[Stored data entries]
-- Opening Marker --

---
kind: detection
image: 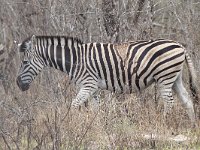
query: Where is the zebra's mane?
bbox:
[35,35,83,44]
[20,36,32,52]
[20,35,83,52]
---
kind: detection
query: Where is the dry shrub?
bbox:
[0,0,200,149]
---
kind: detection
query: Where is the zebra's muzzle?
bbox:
[16,76,30,91]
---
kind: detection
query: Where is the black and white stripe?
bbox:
[16,35,198,124]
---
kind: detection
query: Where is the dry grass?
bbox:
[1,78,200,150]
[0,0,200,149]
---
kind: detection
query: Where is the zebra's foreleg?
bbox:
[71,86,98,109]
[90,91,101,111]
[81,93,100,109]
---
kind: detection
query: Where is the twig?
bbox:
[0,129,20,150]
[1,133,11,150]
[77,110,99,148]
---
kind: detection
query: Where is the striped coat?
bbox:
[16,35,199,124]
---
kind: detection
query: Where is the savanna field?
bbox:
[1,0,200,149]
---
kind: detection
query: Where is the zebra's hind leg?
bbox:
[159,87,174,119]
[157,76,176,120]
[173,73,196,125]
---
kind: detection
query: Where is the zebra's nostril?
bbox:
[16,76,30,91]
[16,76,22,88]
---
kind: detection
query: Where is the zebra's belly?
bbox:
[97,79,107,89]
[97,79,129,93]
[130,74,155,93]
[97,74,154,94]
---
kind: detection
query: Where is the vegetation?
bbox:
[0,0,200,149]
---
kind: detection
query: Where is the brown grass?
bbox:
[1,78,200,149]
[1,0,200,149]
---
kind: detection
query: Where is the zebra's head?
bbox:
[17,35,45,91]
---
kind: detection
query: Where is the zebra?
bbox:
[16,35,199,125]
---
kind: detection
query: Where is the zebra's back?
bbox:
[85,39,185,93]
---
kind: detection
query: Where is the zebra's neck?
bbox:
[35,36,83,79]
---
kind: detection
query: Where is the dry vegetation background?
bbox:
[0,0,200,149]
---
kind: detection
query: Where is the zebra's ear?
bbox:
[18,43,22,48]
[19,35,35,52]
[18,43,23,52]
[31,35,36,47]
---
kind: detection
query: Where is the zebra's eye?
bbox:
[23,60,30,65]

-- Closing Marker --

Aim of the exercise |
Keep only the lines from the one containing "query: Where is the dry vegetation" through the final line of the records, and transcribe them exactly.

Reply to the task |
query: Where is the dry vegetation background?
bbox:
[0,0,200,149]
---
kind: detection
query: Where is the zebra's ear?
bbox:
[18,43,22,48]
[19,35,35,52]
[18,43,23,52]
[31,35,36,47]
---
kind: detection
query: Where is the zebra's eye?
bbox:
[23,60,30,65]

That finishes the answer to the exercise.